练习题目 a: 把下面这段关于 get_next_gxid 函数的代码摘录中，从“GlobalTransactionId get_next_gxid(GTM_Conn *conn)”往下一直到“sizeof (GTM_MessageType), conn))”的全部内容逐字转录出来。

════════════════════

GlobalTransactionId get_next_gxid(GTM_Conn *conn) {
GTM_Result *res = NULL;
GlobalTransactionId next_gxid;
time_t finish_time;
/* Start the message. */
if (gtmpqPutMsgStart('C', true, conn) ||
gtmpqPutInt(MSG_TXN_GET_NEXT_GXID, sizeof (GTM_MessageType), conn))
goto send_failed;
/* Finish the message. */
if (gtmpqPutMsgEnd(conn))
goto send_failed;
/* Flush to ensure backend gets it. */
if (gtmpqFlush(conn))
goto send_failed;
finish_time = time(NULL) + CLIENT_GTM_TIMEOUT;
if (gtmpqWaitTimed(true, false, conn, finish_time) ||
gtmpqReadData(conn) < 0)

════════════════════

练习题目 b: 从下方的记录中提取所有含有字符串“cosmos”的行。

(数据记录)
════════════════════

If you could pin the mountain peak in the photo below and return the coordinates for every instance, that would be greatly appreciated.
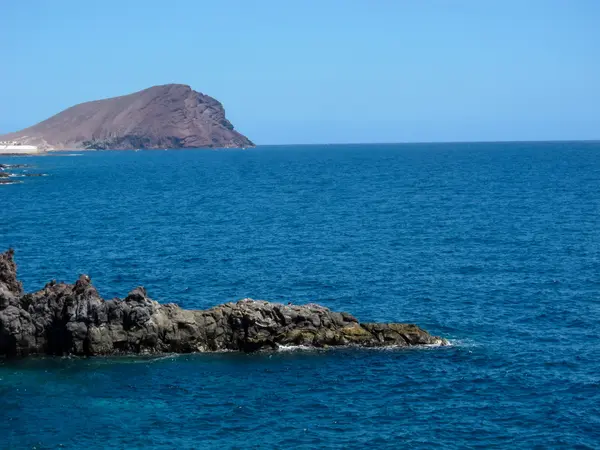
(162, 116)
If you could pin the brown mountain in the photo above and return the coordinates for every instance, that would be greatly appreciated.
(168, 116)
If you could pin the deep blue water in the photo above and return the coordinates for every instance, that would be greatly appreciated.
(495, 246)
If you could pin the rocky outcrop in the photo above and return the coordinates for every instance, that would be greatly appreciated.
(73, 319)
(167, 116)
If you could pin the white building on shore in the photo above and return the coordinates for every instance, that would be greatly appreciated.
(16, 148)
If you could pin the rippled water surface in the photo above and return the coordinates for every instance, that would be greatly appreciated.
(495, 246)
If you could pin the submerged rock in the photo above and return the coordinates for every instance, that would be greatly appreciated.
(65, 319)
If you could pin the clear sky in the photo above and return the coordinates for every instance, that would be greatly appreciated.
(316, 71)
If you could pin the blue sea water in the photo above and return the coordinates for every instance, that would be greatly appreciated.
(494, 246)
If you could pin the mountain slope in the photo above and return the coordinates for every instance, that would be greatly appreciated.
(167, 116)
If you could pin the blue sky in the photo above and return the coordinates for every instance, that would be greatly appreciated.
(319, 71)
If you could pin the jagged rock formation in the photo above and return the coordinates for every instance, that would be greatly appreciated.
(73, 319)
(168, 116)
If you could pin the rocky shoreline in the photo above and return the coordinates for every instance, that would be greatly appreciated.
(72, 319)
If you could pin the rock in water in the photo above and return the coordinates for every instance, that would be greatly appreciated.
(168, 116)
(73, 319)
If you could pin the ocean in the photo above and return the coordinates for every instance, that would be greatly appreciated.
(494, 246)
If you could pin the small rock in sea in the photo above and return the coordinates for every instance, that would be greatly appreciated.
(63, 319)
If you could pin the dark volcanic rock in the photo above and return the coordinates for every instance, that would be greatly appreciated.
(65, 319)
(168, 116)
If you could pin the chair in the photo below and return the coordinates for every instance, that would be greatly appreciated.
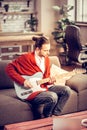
(76, 51)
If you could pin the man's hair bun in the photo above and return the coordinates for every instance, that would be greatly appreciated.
(35, 39)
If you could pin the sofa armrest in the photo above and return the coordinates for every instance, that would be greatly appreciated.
(55, 60)
(78, 82)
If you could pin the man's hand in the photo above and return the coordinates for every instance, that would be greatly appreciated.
(27, 84)
(52, 80)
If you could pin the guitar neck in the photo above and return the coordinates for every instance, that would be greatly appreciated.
(67, 74)
(42, 81)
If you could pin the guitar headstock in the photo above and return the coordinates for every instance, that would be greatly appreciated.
(79, 71)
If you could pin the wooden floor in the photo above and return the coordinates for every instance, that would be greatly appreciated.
(71, 67)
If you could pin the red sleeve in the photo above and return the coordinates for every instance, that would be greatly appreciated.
(11, 70)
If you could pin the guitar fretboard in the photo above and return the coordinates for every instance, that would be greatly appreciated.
(42, 81)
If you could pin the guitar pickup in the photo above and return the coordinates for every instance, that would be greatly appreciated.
(24, 93)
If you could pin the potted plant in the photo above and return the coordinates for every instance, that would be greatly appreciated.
(33, 23)
(61, 23)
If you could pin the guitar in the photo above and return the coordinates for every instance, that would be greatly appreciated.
(36, 80)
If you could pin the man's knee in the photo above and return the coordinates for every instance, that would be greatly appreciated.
(53, 96)
(68, 91)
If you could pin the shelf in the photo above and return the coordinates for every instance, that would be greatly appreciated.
(18, 13)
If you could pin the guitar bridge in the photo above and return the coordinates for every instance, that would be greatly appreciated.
(24, 93)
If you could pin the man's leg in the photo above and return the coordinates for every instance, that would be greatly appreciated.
(63, 93)
(49, 99)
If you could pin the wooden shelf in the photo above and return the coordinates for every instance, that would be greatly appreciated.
(18, 13)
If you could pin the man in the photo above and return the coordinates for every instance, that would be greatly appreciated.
(53, 97)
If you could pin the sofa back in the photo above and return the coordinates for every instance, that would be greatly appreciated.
(5, 81)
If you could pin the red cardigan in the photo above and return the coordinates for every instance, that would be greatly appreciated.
(26, 65)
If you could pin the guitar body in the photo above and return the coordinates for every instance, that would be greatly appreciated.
(24, 93)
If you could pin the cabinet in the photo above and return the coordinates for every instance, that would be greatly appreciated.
(12, 46)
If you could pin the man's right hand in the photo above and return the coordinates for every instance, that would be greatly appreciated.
(27, 84)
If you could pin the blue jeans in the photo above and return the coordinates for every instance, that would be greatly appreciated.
(54, 100)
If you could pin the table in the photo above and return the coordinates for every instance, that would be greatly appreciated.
(46, 123)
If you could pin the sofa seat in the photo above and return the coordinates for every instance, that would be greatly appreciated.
(12, 109)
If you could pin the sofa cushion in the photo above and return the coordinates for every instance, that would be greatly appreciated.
(12, 109)
(5, 81)
(78, 82)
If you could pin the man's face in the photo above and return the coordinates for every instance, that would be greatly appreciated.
(45, 50)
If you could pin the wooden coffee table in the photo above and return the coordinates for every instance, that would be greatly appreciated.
(46, 123)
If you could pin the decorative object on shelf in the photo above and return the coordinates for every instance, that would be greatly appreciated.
(1, 3)
(28, 3)
(61, 23)
(32, 22)
(6, 7)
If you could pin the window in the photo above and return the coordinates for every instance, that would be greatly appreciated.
(79, 14)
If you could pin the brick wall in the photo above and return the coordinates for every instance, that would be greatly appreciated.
(14, 23)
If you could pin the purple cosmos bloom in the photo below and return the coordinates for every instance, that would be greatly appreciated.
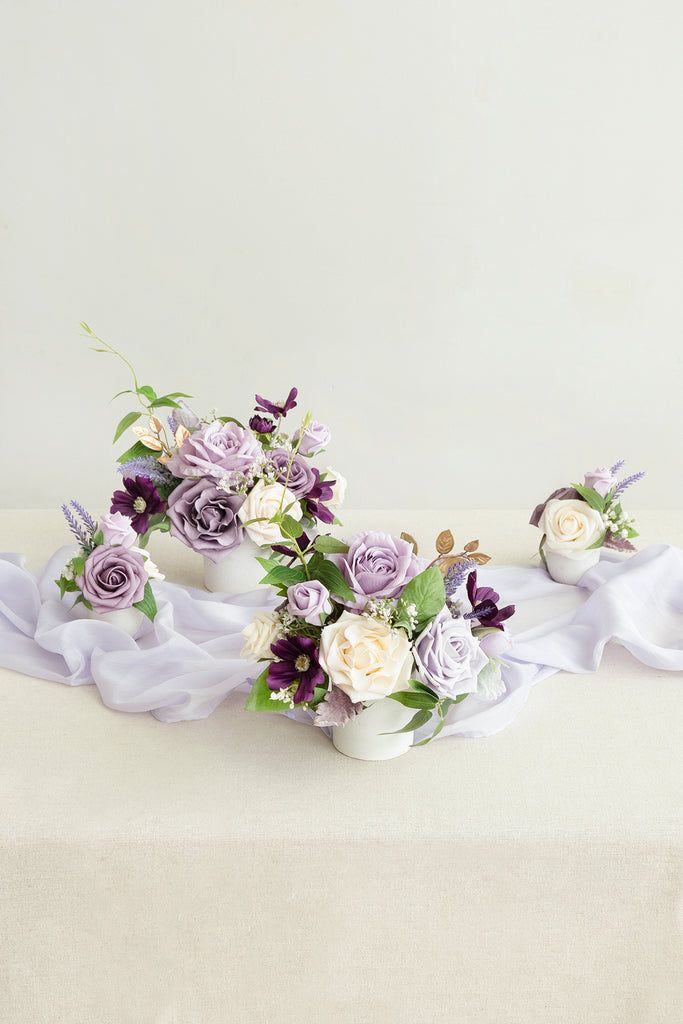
(298, 664)
(261, 424)
(484, 604)
(319, 493)
(139, 501)
(274, 408)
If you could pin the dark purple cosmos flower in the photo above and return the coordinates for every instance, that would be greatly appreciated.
(298, 664)
(274, 408)
(484, 604)
(139, 501)
(321, 492)
(261, 424)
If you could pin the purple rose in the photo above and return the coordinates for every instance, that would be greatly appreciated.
(376, 565)
(215, 451)
(309, 601)
(205, 518)
(302, 476)
(601, 480)
(447, 657)
(113, 578)
(313, 438)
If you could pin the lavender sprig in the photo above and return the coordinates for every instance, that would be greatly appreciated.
(627, 482)
(75, 526)
(147, 466)
(457, 574)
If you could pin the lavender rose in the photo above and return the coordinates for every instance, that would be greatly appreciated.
(447, 657)
(309, 601)
(376, 565)
(206, 518)
(215, 451)
(302, 478)
(313, 438)
(113, 578)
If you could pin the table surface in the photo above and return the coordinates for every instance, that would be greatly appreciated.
(589, 756)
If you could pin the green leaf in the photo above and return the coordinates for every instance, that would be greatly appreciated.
(414, 698)
(164, 402)
(419, 719)
(330, 545)
(259, 696)
(591, 497)
(126, 422)
(290, 527)
(427, 594)
(148, 604)
(328, 573)
(137, 450)
(283, 576)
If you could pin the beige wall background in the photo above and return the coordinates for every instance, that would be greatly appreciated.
(457, 226)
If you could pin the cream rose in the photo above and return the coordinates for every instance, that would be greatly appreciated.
(365, 657)
(570, 526)
(261, 632)
(338, 487)
(262, 503)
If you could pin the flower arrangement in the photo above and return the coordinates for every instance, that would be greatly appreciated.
(110, 571)
(370, 621)
(211, 480)
(587, 516)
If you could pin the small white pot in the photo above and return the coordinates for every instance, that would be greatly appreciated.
(128, 620)
(361, 736)
(237, 572)
(565, 569)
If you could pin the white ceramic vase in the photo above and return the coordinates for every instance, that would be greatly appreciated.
(569, 569)
(237, 572)
(128, 620)
(363, 737)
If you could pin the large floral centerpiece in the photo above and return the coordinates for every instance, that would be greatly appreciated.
(369, 622)
(577, 520)
(110, 573)
(213, 481)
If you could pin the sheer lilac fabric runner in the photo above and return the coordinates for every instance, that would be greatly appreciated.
(186, 662)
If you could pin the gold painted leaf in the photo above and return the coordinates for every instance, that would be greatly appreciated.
(444, 542)
(411, 540)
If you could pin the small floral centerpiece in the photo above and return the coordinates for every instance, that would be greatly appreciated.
(578, 520)
(218, 485)
(111, 574)
(373, 641)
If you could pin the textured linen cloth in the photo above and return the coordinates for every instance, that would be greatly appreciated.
(239, 868)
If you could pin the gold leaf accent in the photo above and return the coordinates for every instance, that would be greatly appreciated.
(444, 542)
(411, 540)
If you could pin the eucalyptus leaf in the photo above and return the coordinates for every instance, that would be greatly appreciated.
(124, 423)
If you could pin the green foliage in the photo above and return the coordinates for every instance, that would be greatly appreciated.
(427, 594)
(148, 604)
(591, 497)
(124, 423)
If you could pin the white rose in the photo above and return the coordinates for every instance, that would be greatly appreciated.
(261, 632)
(262, 503)
(570, 526)
(338, 487)
(365, 657)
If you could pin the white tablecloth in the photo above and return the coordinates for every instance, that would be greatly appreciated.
(239, 869)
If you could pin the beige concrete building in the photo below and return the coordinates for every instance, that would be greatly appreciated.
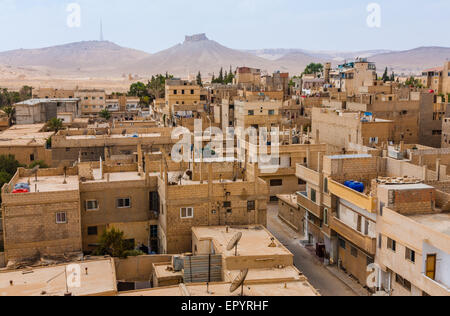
(270, 265)
(51, 93)
(354, 76)
(46, 222)
(413, 242)
(97, 278)
(28, 143)
(340, 128)
(92, 101)
(36, 111)
(257, 114)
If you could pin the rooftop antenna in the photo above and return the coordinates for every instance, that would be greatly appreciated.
(239, 282)
(234, 242)
(101, 31)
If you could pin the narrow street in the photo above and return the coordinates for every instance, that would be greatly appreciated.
(319, 276)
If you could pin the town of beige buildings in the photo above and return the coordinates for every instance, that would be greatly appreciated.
(357, 179)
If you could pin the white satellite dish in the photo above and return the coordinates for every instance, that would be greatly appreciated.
(239, 282)
(234, 242)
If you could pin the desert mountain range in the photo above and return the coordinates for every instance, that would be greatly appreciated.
(197, 53)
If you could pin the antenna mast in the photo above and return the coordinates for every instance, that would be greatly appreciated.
(101, 30)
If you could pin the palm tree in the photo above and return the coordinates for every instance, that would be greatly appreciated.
(9, 111)
(54, 124)
(105, 114)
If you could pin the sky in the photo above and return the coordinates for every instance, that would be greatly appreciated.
(154, 25)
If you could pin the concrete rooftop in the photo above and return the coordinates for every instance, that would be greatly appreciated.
(255, 241)
(51, 281)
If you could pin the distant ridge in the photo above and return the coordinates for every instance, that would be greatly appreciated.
(85, 56)
(198, 53)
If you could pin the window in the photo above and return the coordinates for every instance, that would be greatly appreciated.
(153, 231)
(354, 252)
(358, 224)
(392, 244)
(187, 212)
(92, 205)
(410, 255)
(61, 218)
(366, 228)
(92, 231)
(276, 183)
(123, 203)
(313, 195)
(405, 283)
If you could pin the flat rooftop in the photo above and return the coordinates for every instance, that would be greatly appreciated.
(295, 288)
(152, 135)
(37, 101)
(51, 281)
(163, 273)
(24, 135)
(116, 176)
(358, 156)
(291, 199)
(51, 183)
(406, 187)
(438, 222)
(281, 274)
(255, 241)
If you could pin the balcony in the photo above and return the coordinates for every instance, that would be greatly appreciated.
(308, 175)
(366, 243)
(363, 201)
(305, 202)
(153, 215)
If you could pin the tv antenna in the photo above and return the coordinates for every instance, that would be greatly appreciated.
(234, 242)
(239, 282)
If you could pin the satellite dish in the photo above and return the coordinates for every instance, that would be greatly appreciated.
(234, 242)
(239, 282)
(34, 171)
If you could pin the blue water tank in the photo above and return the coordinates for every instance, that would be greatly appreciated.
(357, 186)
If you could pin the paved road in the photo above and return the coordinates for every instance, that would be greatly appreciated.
(319, 276)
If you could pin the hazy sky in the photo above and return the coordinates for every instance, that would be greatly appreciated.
(153, 25)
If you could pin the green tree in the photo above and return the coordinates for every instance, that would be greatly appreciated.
(313, 68)
(10, 112)
(113, 243)
(8, 167)
(385, 76)
(105, 114)
(54, 125)
(199, 79)
(39, 163)
(220, 78)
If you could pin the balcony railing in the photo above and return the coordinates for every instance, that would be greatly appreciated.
(363, 201)
(308, 175)
(366, 243)
(305, 202)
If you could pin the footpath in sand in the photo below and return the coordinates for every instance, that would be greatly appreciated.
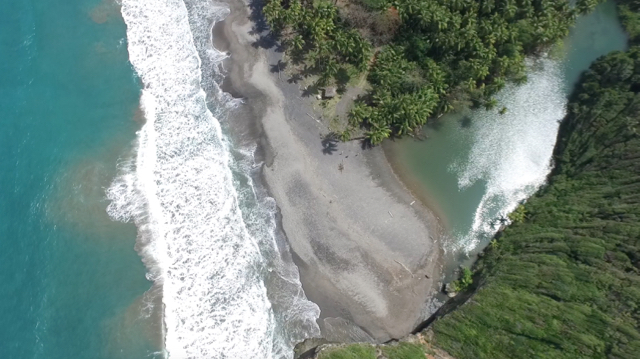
(366, 249)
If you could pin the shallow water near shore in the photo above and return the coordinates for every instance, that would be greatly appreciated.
(83, 155)
(72, 285)
(475, 167)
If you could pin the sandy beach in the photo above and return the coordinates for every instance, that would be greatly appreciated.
(366, 248)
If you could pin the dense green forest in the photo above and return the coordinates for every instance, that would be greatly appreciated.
(422, 57)
(565, 282)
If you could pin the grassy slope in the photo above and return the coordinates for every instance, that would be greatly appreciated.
(565, 283)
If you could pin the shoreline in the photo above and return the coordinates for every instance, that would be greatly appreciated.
(353, 232)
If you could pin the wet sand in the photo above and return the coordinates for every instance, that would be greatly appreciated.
(367, 250)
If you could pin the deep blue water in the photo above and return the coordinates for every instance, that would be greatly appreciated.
(70, 280)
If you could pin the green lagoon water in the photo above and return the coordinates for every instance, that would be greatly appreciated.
(476, 166)
(71, 284)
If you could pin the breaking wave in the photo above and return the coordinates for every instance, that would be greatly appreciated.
(207, 229)
(511, 153)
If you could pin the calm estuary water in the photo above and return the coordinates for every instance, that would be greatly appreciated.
(476, 166)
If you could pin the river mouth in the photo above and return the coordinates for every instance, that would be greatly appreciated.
(476, 166)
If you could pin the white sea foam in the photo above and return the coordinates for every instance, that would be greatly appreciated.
(214, 250)
(511, 153)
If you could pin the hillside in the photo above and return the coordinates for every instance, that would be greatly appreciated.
(565, 282)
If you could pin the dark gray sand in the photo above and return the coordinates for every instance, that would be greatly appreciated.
(367, 250)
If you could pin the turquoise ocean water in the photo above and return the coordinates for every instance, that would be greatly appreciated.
(71, 284)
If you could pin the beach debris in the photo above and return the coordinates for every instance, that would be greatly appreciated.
(330, 92)
(450, 290)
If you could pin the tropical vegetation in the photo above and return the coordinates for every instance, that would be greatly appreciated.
(564, 282)
(422, 56)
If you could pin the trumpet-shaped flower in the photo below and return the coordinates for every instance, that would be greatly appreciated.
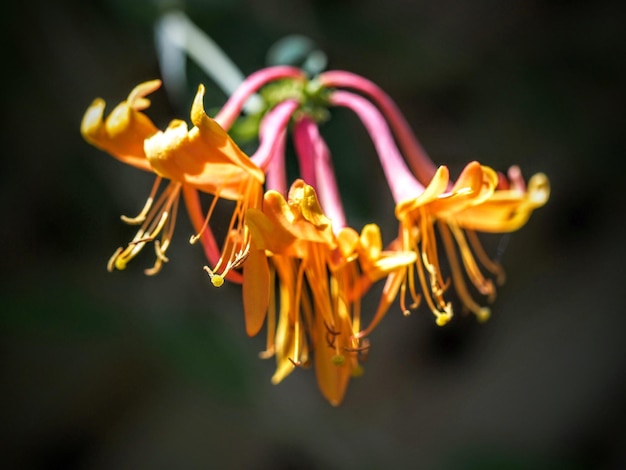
(206, 159)
(304, 270)
(318, 286)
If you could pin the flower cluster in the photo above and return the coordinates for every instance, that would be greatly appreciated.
(303, 270)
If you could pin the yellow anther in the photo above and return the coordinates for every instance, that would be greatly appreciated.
(217, 280)
(338, 359)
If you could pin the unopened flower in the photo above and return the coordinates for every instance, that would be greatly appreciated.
(427, 200)
(122, 134)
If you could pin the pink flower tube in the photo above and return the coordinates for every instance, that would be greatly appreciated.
(416, 156)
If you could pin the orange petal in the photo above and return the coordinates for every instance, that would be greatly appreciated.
(255, 289)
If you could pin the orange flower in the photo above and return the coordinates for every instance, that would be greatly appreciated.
(122, 134)
(203, 158)
(472, 203)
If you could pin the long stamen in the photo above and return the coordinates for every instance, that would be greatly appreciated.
(161, 215)
(484, 286)
(403, 184)
(194, 238)
(492, 266)
(416, 156)
(317, 169)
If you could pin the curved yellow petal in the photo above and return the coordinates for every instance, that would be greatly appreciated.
(123, 132)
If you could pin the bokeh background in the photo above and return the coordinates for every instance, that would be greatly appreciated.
(102, 371)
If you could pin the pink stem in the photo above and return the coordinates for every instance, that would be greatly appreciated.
(232, 108)
(317, 169)
(401, 181)
(416, 156)
(273, 125)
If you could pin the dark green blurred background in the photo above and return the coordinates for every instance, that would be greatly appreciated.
(121, 370)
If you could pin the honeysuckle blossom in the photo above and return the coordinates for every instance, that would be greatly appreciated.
(473, 202)
(318, 276)
(303, 269)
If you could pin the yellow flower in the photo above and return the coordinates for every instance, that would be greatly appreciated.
(205, 158)
(318, 287)
(472, 203)
(122, 134)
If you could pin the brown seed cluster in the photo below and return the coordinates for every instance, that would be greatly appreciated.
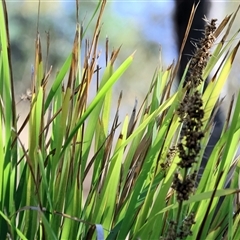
(191, 114)
(201, 56)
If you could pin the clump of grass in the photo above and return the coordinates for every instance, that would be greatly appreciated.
(134, 161)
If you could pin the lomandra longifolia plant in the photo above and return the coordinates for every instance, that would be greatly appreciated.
(85, 176)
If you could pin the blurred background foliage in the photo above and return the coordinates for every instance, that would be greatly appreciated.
(145, 26)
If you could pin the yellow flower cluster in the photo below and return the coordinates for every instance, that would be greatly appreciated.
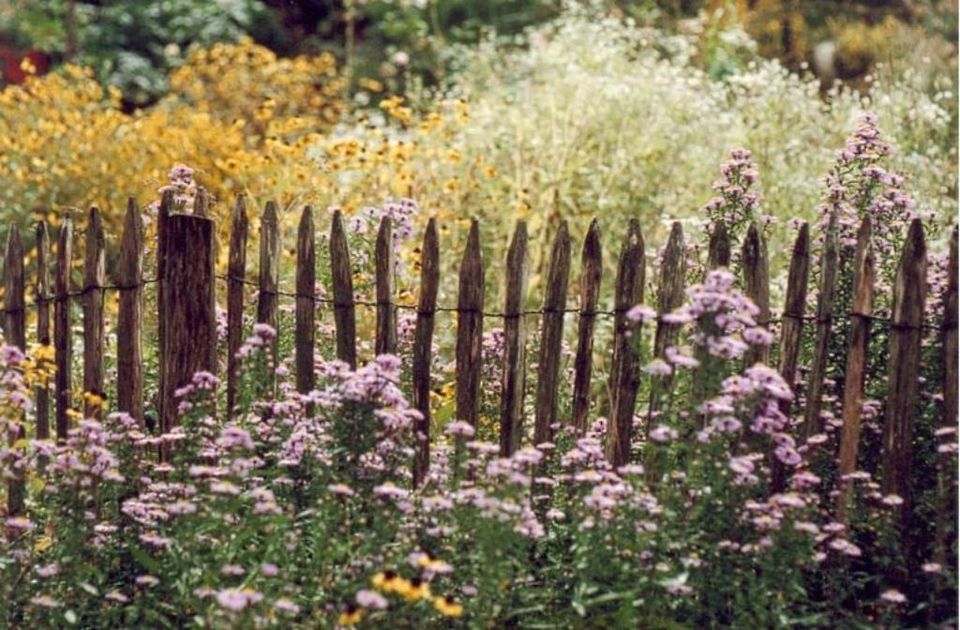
(238, 115)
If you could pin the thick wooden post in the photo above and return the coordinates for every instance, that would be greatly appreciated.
(470, 329)
(856, 367)
(625, 372)
(191, 340)
(62, 323)
(669, 297)
(306, 304)
(43, 326)
(829, 267)
(514, 376)
(236, 274)
(591, 269)
(909, 293)
(423, 347)
(94, 273)
(386, 342)
(344, 306)
(14, 329)
(756, 284)
(267, 298)
(551, 337)
(130, 318)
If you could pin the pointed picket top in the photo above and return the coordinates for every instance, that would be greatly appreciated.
(551, 337)
(591, 270)
(514, 377)
(305, 304)
(236, 271)
(470, 328)
(423, 347)
(344, 308)
(386, 342)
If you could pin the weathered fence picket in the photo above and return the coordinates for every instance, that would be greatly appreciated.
(669, 297)
(551, 337)
(856, 366)
(386, 342)
(306, 307)
(909, 293)
(43, 327)
(130, 316)
(756, 286)
(423, 346)
(470, 328)
(268, 283)
(14, 329)
(591, 270)
(514, 376)
(625, 372)
(94, 275)
(829, 268)
(791, 331)
(236, 270)
(344, 306)
(62, 323)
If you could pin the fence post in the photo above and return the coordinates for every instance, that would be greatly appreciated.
(514, 352)
(306, 304)
(130, 317)
(236, 274)
(625, 372)
(15, 332)
(829, 264)
(43, 325)
(62, 323)
(669, 298)
(591, 269)
(269, 281)
(386, 342)
(167, 204)
(756, 284)
(909, 292)
(551, 337)
(423, 347)
(856, 365)
(344, 308)
(947, 507)
(94, 271)
(470, 328)
(189, 304)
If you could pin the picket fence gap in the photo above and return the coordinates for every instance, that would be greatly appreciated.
(187, 326)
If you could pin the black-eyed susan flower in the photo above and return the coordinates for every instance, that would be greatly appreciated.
(390, 582)
(351, 616)
(447, 606)
(415, 589)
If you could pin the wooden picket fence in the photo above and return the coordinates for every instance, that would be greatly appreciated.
(187, 323)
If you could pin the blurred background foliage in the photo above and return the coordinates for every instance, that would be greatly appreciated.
(134, 44)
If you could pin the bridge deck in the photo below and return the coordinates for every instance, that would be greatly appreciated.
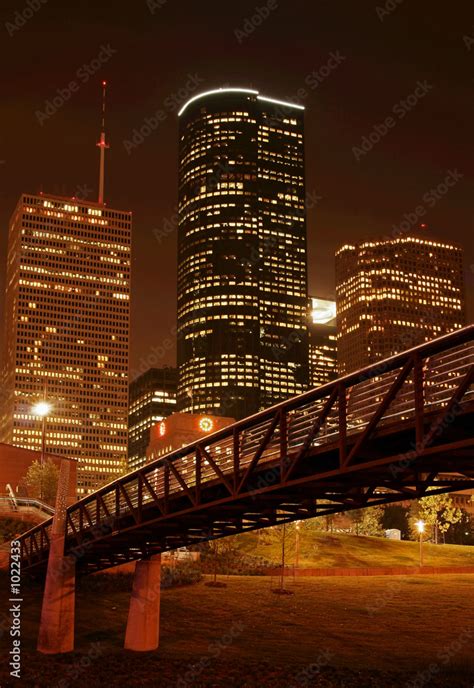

════════════════════

练习结果 a:
GlobalTransactionId get_next_gxid(GTM_Conn *conn) {
GTM_Result *res = NULL;
GlobalTransactionId next_gxid;
time_t finish_time;
/* Start the message. */
if (gtmpqPutMsgStart('C', true, conn) ||
gtmpqPutInt(MSG_TXN_GET_NEXT_GXID, sizeof (GTM_MessageType), conn))

练习结果 b:
If you could pin the purple cosmos bloom in the photo below and return the coordinates for every instance, that would be greatly appreciated.
If you could pin the dark purple cosmos flower in the photo above and return the coordinates for every instance, that would be greatly appreciated.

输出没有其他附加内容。